What to work on: Select the lines of the records containing the word "flap" and list them.

Records for this exercise:
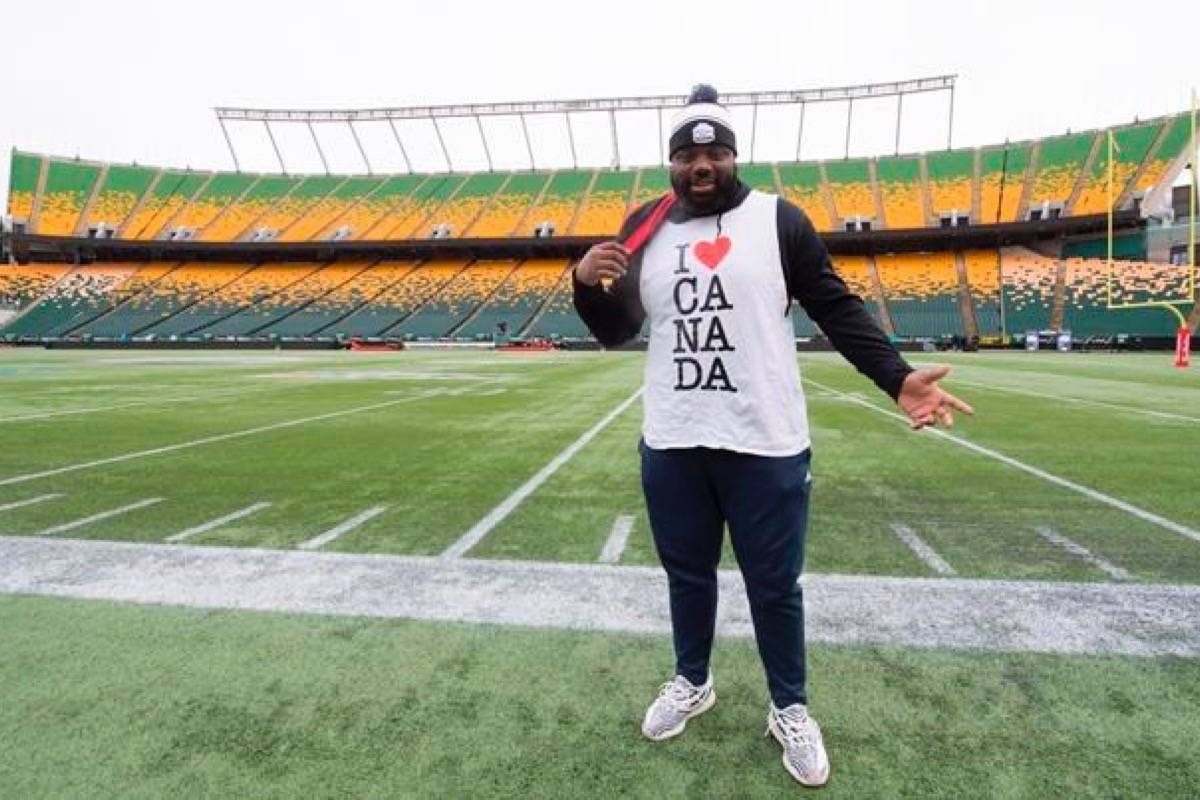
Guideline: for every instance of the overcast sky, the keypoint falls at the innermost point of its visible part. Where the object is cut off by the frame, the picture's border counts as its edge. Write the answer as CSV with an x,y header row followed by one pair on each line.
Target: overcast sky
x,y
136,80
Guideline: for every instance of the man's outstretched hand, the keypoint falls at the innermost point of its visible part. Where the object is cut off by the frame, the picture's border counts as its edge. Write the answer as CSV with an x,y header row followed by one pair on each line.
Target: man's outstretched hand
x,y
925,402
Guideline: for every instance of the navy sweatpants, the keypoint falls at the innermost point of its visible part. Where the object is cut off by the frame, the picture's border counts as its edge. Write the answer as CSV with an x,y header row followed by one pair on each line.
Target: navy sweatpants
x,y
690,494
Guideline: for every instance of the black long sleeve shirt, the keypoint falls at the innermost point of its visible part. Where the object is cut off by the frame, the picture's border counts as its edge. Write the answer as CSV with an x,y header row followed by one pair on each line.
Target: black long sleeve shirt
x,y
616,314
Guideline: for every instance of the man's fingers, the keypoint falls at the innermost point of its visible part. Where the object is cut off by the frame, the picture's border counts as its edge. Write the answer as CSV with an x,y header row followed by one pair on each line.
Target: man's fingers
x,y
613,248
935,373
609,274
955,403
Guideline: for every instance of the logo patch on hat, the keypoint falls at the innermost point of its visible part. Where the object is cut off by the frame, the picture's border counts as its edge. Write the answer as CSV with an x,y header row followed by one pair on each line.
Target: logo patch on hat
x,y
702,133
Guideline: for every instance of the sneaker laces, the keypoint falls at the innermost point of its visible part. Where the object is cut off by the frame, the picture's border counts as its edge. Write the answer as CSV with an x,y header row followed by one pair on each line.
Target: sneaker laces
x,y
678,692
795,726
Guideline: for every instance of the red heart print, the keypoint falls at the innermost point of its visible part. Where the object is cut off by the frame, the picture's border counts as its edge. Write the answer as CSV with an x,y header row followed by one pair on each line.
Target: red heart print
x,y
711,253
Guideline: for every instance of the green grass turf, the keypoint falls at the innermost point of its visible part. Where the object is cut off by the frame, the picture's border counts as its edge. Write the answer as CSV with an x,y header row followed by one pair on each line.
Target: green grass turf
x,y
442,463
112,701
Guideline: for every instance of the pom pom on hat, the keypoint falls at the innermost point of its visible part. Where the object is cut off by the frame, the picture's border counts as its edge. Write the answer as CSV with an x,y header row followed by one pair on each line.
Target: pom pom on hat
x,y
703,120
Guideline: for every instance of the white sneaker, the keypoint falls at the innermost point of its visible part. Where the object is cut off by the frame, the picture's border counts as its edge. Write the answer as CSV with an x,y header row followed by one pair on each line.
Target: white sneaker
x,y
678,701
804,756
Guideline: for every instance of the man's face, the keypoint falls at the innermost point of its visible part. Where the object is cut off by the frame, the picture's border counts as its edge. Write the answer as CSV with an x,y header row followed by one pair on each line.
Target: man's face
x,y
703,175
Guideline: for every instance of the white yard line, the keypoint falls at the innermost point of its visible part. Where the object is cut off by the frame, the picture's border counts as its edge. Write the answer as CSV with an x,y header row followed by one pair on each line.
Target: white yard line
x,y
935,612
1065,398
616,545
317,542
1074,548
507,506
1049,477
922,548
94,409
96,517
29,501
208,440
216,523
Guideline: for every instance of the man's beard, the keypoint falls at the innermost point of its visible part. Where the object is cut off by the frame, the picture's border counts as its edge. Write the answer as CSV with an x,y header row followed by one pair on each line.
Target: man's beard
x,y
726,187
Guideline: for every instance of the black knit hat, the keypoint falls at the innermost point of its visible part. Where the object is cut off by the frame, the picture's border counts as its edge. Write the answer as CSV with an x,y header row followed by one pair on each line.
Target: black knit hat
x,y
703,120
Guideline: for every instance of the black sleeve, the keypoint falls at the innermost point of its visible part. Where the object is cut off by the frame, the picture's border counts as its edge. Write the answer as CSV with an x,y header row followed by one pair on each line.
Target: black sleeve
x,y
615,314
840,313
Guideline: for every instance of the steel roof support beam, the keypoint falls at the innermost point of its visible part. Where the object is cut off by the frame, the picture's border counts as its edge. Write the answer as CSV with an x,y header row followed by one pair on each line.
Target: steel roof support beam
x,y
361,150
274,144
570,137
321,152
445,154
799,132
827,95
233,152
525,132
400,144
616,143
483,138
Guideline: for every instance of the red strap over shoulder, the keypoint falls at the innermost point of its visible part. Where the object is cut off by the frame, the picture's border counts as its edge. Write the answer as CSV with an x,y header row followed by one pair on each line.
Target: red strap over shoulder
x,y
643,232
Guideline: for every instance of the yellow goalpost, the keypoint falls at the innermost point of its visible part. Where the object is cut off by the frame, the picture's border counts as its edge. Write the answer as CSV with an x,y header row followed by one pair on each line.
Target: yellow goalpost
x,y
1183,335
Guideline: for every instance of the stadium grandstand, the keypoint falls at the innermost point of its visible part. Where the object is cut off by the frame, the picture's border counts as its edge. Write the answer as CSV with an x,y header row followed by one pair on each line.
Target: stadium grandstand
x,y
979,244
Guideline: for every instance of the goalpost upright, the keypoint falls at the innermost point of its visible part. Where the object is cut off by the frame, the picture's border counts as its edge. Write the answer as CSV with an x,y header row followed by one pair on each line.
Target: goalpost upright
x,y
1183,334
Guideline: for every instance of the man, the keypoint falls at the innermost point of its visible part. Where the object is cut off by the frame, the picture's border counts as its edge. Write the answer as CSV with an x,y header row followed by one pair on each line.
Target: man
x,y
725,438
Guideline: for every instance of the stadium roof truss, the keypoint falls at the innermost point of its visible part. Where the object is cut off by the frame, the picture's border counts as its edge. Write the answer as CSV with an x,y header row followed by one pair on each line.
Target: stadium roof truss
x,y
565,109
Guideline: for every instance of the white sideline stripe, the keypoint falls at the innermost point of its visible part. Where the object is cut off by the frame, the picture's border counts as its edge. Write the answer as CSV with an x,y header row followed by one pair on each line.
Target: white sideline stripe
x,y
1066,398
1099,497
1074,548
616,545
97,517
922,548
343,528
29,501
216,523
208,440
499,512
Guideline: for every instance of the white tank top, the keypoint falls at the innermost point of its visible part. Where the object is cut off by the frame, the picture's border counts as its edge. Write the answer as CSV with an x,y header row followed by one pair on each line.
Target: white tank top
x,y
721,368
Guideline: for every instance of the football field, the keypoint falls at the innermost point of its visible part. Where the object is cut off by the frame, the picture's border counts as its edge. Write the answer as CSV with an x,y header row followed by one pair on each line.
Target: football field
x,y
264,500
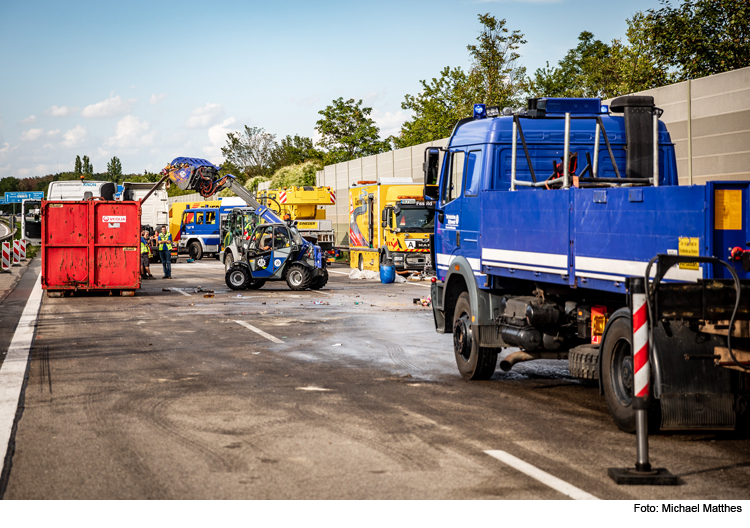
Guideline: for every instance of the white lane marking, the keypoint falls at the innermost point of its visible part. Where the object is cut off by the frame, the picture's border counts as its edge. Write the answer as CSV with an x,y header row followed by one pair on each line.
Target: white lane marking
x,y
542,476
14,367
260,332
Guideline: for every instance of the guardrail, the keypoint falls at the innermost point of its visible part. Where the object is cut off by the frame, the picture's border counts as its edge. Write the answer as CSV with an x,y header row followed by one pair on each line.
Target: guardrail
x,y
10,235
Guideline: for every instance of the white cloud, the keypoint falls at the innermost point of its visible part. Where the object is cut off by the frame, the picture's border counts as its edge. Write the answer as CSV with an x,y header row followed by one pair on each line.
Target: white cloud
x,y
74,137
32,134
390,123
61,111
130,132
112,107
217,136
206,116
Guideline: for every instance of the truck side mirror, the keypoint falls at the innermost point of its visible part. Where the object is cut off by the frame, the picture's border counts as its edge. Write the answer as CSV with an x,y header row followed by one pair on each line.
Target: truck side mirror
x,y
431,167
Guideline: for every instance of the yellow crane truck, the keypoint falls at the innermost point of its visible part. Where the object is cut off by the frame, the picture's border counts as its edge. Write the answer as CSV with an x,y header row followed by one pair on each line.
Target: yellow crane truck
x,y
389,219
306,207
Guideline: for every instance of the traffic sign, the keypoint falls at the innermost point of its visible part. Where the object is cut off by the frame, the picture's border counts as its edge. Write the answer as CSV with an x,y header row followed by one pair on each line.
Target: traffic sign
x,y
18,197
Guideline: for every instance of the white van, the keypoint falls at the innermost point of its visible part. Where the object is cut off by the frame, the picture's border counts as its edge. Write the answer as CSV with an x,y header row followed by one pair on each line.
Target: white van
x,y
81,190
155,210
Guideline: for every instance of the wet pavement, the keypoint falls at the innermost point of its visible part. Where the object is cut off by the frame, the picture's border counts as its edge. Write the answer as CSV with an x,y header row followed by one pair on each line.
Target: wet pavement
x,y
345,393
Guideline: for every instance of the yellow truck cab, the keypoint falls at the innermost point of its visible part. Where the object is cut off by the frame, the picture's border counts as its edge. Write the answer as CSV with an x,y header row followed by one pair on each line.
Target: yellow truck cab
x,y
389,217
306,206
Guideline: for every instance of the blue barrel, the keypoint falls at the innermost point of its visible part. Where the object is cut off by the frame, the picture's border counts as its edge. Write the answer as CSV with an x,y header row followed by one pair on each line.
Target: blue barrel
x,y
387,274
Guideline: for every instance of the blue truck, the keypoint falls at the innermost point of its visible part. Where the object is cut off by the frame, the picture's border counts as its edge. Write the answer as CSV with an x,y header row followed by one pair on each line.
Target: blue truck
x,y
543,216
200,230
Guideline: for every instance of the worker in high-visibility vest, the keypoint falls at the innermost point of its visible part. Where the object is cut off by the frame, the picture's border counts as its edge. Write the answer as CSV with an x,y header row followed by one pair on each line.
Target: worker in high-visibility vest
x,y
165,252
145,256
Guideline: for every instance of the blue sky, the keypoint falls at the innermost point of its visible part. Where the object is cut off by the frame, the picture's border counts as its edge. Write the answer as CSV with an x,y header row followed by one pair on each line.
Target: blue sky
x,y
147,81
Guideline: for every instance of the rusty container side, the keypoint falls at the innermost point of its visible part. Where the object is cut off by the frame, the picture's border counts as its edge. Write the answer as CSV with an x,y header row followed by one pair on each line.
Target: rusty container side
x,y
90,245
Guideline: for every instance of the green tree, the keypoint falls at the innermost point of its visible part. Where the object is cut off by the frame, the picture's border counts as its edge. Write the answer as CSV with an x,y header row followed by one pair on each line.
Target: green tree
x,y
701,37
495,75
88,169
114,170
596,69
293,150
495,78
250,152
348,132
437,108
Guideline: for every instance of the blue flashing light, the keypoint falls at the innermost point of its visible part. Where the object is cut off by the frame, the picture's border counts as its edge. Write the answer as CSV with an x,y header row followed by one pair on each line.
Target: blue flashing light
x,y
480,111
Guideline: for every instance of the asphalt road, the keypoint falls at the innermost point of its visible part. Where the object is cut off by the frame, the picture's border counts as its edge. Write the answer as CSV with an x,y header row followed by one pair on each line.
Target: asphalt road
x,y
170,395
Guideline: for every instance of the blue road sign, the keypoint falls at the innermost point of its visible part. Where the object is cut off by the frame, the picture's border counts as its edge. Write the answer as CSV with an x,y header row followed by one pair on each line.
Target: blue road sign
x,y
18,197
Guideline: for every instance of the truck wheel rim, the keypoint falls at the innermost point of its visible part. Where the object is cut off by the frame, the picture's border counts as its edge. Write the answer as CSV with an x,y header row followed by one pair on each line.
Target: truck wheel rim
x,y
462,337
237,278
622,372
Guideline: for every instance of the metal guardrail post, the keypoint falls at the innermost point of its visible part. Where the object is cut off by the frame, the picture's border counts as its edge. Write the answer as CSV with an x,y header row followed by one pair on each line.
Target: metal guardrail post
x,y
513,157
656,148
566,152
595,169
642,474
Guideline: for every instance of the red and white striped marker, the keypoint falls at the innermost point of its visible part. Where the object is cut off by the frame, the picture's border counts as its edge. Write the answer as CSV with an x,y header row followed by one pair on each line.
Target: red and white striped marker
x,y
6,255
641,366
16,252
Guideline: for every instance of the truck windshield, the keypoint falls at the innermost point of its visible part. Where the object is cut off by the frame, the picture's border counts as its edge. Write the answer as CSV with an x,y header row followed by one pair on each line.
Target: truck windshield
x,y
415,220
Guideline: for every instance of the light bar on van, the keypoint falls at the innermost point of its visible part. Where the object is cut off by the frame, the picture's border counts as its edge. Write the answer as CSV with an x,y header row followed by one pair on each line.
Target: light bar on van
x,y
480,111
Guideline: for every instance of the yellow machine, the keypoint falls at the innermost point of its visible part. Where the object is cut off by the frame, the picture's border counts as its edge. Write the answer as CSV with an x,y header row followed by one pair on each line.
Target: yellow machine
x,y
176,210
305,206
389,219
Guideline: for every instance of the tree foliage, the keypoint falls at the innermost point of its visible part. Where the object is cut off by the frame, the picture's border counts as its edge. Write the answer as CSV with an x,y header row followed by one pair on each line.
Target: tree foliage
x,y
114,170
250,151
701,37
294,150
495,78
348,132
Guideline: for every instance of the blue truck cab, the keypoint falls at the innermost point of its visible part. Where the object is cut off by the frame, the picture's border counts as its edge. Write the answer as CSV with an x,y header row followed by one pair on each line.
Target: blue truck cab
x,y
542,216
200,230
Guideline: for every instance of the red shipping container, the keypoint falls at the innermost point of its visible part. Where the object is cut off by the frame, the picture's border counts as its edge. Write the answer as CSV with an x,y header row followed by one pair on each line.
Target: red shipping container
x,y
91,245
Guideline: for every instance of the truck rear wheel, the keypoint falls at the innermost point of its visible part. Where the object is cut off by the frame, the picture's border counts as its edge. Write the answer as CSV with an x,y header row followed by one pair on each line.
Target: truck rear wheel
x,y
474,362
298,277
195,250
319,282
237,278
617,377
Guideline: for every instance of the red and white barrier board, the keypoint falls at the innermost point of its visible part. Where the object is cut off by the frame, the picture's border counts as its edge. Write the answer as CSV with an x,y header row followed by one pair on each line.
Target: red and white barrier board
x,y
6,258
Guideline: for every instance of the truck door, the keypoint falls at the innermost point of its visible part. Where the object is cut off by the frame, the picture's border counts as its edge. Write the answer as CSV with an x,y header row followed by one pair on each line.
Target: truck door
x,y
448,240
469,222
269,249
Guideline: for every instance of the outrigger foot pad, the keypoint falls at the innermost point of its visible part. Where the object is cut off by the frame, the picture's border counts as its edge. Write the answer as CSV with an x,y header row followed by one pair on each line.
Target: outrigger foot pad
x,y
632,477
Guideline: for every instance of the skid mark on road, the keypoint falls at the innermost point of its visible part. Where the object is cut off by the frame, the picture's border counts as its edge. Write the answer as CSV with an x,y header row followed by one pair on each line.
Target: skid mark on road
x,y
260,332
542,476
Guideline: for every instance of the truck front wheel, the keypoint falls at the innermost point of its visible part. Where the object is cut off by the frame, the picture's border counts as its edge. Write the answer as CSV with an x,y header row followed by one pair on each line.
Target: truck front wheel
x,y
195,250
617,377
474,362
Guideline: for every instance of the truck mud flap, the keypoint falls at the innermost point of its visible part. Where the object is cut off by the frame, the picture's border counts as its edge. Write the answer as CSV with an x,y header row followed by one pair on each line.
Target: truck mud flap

Exercise answer:
Guideline: for every instance of the truck mud flap, the keypoint falls at the innermost point of its visible part. Where the object is cut off by the frame, the picture's border counts as its edge. Write the answer as CSV with an x,y header row followed by one pair on each line.
Target: truck mud flap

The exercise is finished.